The request: Rewrite the report outline from "Performance Improvement" to "the experimental results.", renaming "baseline work" as "reference work".

Performance Improvement

  • Abstract

    • one-sentence TL;DR,
    • 2-3 sentences for the motivation and key ideas of the baseline work (add a citation),
    • a few sentences summary of the implementation challenges and your approaches, and
    • 1-2 sentences summary of the experimental results.
    • In the end, add “Code is available at: {link}.”
  • Introduction

    • What is the motivation for the baseline work? Why is it important to solve the problem? What would be the potential impacts of this work in the research field, or what would be the potential applications?
    • What is the problem setup the baseline work introduces? (Add a citation of the baseline work.) What are the input and desired output? What are the given information in the training time and the given assumptions? What are the main ideas of the baseline work to solve the problem?
    • What are the key challenges in implementing the proposed method? Does the framework include some components that are not implemented in public libraries (e.g., PyTorch, PyTorch3D)? Do you implement some components from scratch without the public libraries? (Using CUDA?) Is the framework complicated with lots of components? Are there technical details hidden in the paper/code? Doesn't the authors provide their code or datasets? Does the authors' code even not reproduce the results in the paper? Is the network training tricky or unstable? Or, do you improve the baseline work?

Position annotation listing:

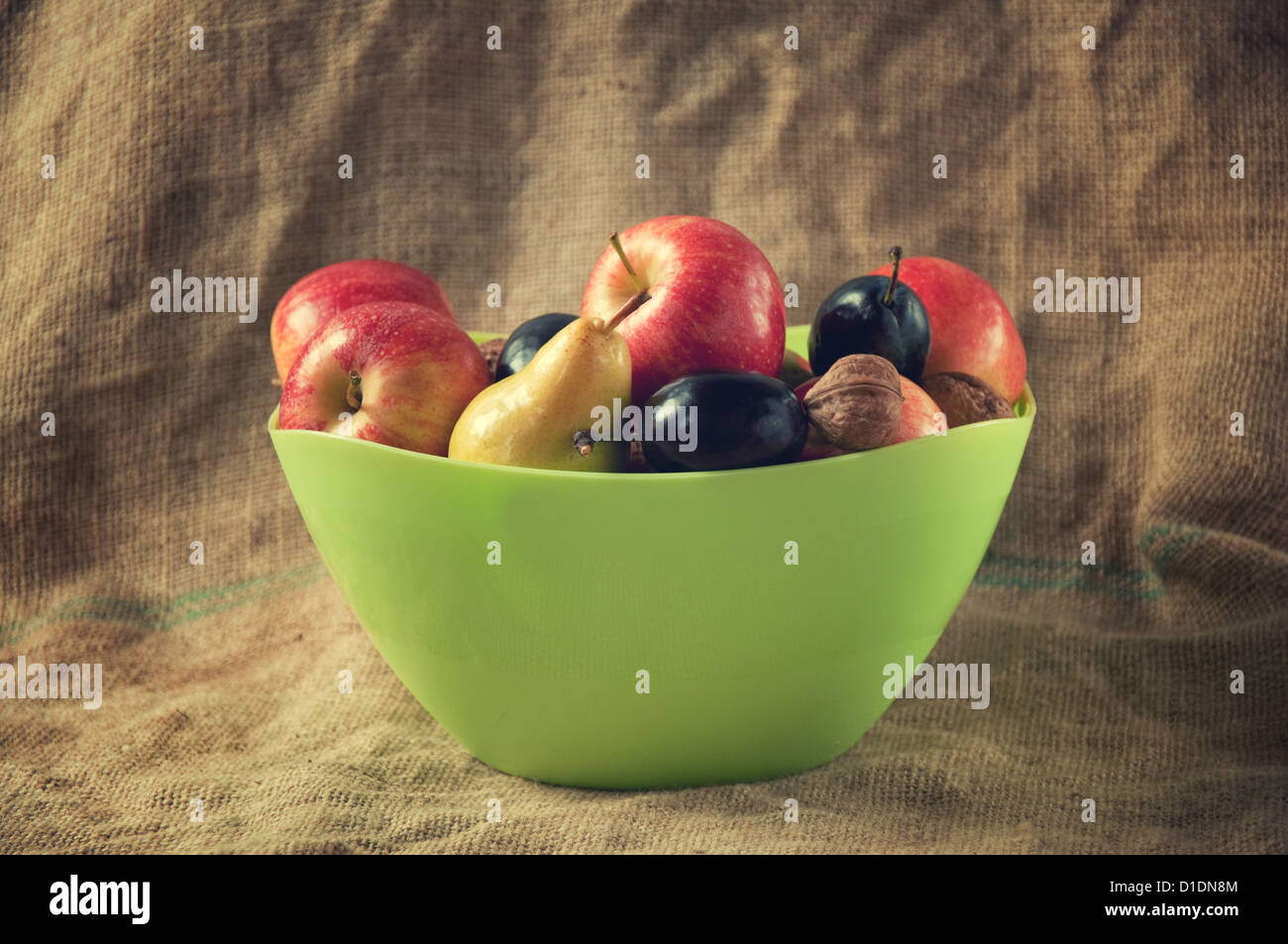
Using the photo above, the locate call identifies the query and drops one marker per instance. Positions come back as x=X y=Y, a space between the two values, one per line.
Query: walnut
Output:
x=490 y=352
x=857 y=404
x=965 y=398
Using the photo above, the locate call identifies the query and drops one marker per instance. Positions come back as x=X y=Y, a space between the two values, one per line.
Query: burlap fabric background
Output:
x=511 y=166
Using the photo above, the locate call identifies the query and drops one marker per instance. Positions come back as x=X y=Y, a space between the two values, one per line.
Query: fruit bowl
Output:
x=645 y=630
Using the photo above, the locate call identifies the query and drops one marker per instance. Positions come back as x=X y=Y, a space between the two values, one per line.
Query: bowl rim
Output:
x=1025 y=408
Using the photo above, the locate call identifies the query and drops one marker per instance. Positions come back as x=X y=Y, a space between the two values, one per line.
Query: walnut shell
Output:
x=490 y=352
x=857 y=404
x=965 y=398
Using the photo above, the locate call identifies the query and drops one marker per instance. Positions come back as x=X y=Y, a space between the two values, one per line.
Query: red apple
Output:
x=387 y=371
x=970 y=327
x=715 y=305
x=323 y=294
x=918 y=412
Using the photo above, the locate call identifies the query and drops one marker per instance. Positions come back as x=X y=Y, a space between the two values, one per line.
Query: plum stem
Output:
x=896 y=257
x=621 y=254
x=631 y=304
x=353 y=395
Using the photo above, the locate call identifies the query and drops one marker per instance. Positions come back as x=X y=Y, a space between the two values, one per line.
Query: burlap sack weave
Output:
x=510 y=166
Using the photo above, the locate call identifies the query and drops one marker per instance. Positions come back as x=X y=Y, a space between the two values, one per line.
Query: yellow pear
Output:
x=541 y=417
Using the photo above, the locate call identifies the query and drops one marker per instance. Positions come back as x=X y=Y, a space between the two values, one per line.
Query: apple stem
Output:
x=621 y=254
x=896 y=257
x=631 y=304
x=353 y=395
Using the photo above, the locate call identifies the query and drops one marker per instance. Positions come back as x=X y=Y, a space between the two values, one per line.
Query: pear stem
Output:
x=635 y=301
x=896 y=257
x=353 y=395
x=621 y=254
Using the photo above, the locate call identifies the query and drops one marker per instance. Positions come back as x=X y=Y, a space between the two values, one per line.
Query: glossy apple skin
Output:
x=419 y=372
x=918 y=413
x=334 y=288
x=970 y=327
x=716 y=303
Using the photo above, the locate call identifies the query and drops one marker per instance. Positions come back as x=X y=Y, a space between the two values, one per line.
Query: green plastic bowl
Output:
x=755 y=668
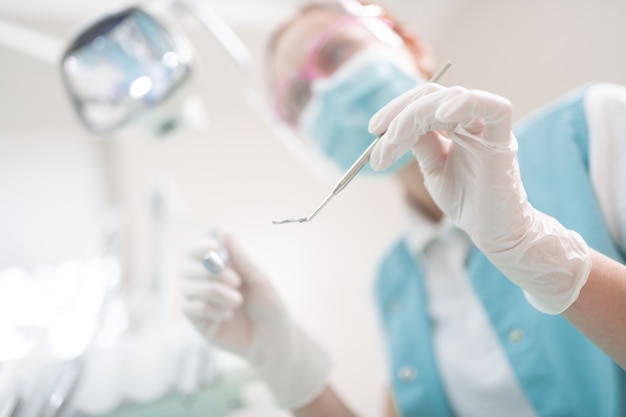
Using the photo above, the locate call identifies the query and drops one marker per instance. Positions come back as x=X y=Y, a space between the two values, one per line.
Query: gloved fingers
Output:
x=213 y=293
x=193 y=270
x=414 y=120
x=480 y=113
x=379 y=123
x=201 y=312
x=431 y=151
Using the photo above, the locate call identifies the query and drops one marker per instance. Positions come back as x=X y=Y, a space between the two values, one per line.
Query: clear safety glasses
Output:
x=332 y=48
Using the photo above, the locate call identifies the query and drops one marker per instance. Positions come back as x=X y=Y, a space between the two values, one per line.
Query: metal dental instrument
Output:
x=354 y=169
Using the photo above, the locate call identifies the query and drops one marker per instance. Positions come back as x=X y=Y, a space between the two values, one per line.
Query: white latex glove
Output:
x=473 y=176
x=240 y=311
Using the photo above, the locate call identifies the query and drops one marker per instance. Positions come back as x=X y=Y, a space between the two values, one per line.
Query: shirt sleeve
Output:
x=605 y=107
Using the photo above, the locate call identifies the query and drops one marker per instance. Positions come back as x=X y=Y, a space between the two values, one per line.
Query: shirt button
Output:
x=515 y=335
x=406 y=373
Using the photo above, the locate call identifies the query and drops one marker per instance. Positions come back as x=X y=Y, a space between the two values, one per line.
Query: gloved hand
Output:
x=239 y=310
x=472 y=173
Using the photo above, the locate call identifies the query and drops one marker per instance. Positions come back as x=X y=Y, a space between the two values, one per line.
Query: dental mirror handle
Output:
x=215 y=261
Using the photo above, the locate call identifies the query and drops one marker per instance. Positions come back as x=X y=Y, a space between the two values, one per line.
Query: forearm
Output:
x=327 y=404
x=600 y=310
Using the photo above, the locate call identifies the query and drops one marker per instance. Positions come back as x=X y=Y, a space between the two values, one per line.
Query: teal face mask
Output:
x=338 y=115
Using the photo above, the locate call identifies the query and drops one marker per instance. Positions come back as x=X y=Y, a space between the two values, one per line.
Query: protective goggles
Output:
x=330 y=50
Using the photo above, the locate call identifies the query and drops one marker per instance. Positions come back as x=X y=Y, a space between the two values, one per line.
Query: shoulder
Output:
x=605 y=97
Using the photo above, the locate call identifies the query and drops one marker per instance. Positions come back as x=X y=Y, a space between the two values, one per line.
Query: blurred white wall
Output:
x=235 y=174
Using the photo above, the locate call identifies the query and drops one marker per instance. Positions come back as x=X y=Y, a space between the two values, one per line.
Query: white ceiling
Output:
x=245 y=14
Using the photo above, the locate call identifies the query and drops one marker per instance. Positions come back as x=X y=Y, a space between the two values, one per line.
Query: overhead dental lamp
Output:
x=127 y=67
x=122 y=67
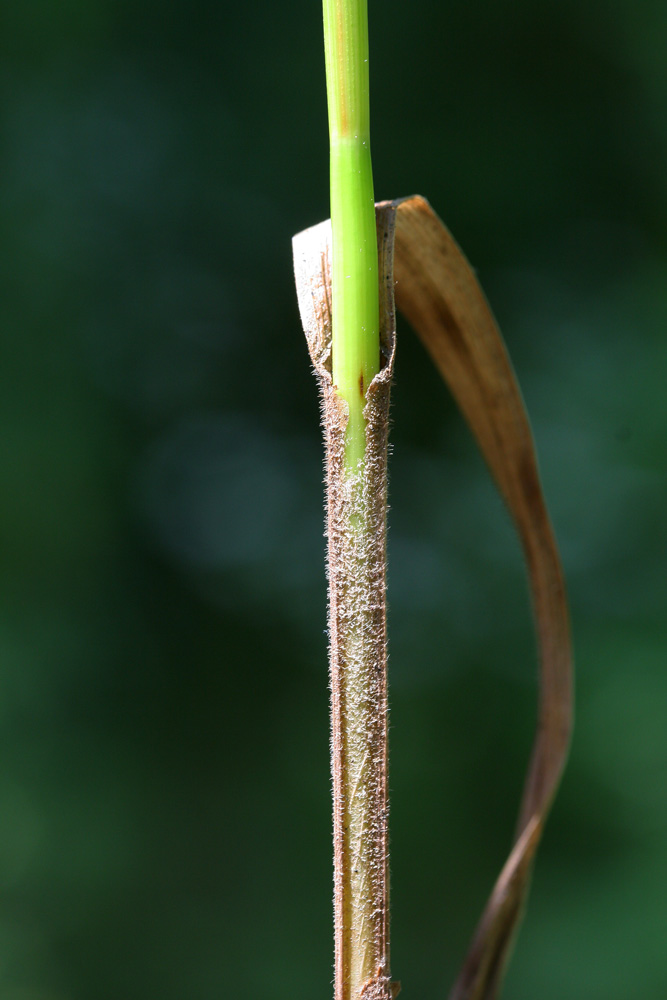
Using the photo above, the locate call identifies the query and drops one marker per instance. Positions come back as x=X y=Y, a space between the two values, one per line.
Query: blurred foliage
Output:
x=164 y=791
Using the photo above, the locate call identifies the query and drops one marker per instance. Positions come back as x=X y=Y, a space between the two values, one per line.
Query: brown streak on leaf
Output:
x=439 y=294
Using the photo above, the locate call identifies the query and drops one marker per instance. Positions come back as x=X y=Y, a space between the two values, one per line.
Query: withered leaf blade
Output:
x=438 y=293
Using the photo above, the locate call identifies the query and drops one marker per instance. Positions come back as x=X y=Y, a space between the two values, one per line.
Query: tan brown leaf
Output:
x=439 y=294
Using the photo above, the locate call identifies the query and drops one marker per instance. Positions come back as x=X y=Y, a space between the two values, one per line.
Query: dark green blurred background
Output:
x=164 y=786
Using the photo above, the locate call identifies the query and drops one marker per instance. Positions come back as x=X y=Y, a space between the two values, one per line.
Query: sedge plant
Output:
x=348 y=273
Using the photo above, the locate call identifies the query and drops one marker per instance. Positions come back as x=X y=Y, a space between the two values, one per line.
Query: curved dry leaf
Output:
x=437 y=291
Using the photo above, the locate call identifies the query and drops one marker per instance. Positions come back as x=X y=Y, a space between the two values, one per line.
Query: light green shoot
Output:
x=355 y=299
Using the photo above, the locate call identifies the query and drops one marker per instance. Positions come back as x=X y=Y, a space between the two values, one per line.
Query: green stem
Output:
x=355 y=310
x=358 y=691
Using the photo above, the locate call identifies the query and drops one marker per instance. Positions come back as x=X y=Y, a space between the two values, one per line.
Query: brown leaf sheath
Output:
x=356 y=531
x=438 y=293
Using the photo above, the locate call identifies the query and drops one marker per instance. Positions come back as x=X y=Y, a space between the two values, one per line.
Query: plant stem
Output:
x=356 y=525
x=355 y=309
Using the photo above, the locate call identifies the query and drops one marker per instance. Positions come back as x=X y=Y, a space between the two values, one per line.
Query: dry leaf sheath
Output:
x=437 y=291
x=356 y=516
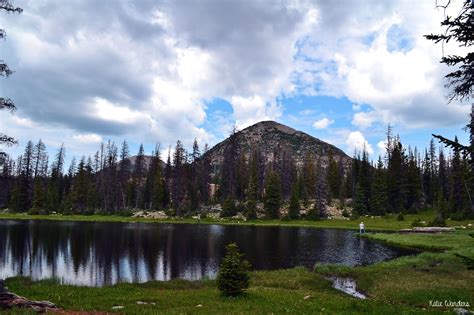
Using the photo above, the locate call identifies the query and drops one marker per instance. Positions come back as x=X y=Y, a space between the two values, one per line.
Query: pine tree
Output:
x=138 y=176
x=272 y=195
x=413 y=184
x=294 y=208
x=228 y=208
x=309 y=177
x=334 y=178
x=252 y=190
x=6 y=103
x=360 y=204
x=233 y=277
x=457 y=197
x=379 y=200
x=39 y=197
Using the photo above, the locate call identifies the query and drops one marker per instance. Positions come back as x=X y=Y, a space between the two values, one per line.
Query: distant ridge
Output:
x=272 y=138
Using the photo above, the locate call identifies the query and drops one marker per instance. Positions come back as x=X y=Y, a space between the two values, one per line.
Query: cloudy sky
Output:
x=158 y=71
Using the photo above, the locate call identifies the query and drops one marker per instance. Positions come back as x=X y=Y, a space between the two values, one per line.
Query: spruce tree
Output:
x=379 y=199
x=272 y=201
x=233 y=277
x=252 y=190
x=294 y=207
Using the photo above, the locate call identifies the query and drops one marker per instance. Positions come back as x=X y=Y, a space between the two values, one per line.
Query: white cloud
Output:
x=88 y=138
x=382 y=146
x=365 y=119
x=356 y=142
x=398 y=75
x=323 y=123
x=249 y=110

Written solution:
Performance Improvement

  • Abstract

    • one-sentence TL;DR,
    • 2-3 sentences for the motivation and key ideas of the reference work (add a citation),
    • a few sentences summary of the implementation challenges and your approaches, and
    • 1-2 sentences summary of the experimental results.